Exercise brief = Return the line containing "Task: find the white locker" and all lines after it exactly; stop at the end of the material.
○ ○ ○ ○ ○
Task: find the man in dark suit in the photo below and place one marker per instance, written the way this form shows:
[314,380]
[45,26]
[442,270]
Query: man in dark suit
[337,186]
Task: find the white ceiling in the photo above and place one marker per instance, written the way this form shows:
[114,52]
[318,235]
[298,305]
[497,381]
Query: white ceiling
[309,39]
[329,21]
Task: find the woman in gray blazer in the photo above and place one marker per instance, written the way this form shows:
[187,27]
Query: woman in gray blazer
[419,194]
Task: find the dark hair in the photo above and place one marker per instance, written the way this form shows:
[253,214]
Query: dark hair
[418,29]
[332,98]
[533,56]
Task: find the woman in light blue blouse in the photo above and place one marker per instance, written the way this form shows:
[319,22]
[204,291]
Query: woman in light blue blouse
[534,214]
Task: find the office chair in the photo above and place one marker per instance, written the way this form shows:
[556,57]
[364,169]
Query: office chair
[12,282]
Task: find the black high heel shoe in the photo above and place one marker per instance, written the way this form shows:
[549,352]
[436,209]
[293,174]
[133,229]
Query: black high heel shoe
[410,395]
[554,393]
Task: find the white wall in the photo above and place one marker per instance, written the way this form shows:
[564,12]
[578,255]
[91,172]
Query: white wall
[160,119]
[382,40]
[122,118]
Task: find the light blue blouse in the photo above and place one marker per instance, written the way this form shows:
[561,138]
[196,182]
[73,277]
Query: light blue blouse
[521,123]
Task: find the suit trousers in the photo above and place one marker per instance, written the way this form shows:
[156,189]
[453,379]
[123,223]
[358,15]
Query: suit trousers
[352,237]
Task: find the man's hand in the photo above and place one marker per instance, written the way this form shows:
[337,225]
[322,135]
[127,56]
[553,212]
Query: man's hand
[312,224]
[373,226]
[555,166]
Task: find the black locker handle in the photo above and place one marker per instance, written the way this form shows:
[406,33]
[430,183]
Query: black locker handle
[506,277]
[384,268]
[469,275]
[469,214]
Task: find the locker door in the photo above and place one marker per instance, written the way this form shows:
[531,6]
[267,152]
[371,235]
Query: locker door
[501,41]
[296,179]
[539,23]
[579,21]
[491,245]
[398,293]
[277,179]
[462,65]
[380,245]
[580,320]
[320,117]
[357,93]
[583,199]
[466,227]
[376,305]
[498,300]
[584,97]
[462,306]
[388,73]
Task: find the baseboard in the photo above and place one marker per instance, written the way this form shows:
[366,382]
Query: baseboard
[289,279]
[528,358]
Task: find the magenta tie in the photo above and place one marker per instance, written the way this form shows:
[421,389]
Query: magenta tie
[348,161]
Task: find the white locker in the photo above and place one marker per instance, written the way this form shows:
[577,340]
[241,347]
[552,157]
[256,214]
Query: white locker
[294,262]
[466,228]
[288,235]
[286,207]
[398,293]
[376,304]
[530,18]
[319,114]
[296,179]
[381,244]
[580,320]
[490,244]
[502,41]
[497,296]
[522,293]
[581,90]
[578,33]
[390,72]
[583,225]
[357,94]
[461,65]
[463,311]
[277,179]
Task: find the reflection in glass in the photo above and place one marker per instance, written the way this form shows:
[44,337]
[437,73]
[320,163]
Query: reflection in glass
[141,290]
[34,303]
○ ○ ○ ○ ○
Complete answer =
Task: find the white locker in the photo above and place one marker per instance, written the way this form shows:
[577,340]
[241,347]
[552,157]
[256,214]
Query: white locker
[294,262]
[466,228]
[288,235]
[286,207]
[398,293]
[376,304]
[530,18]
[319,114]
[296,179]
[381,244]
[580,320]
[490,244]
[502,41]
[497,296]
[522,293]
[581,90]
[578,33]
[390,72]
[583,225]
[357,94]
[461,65]
[463,311]
[277,179]
Task: find the reflection in glass in the photo above and place one marker per instance, written the way this form shows:
[44,337]
[437,73]
[320,163]
Query: reflection in glass
[141,290]
[34,303]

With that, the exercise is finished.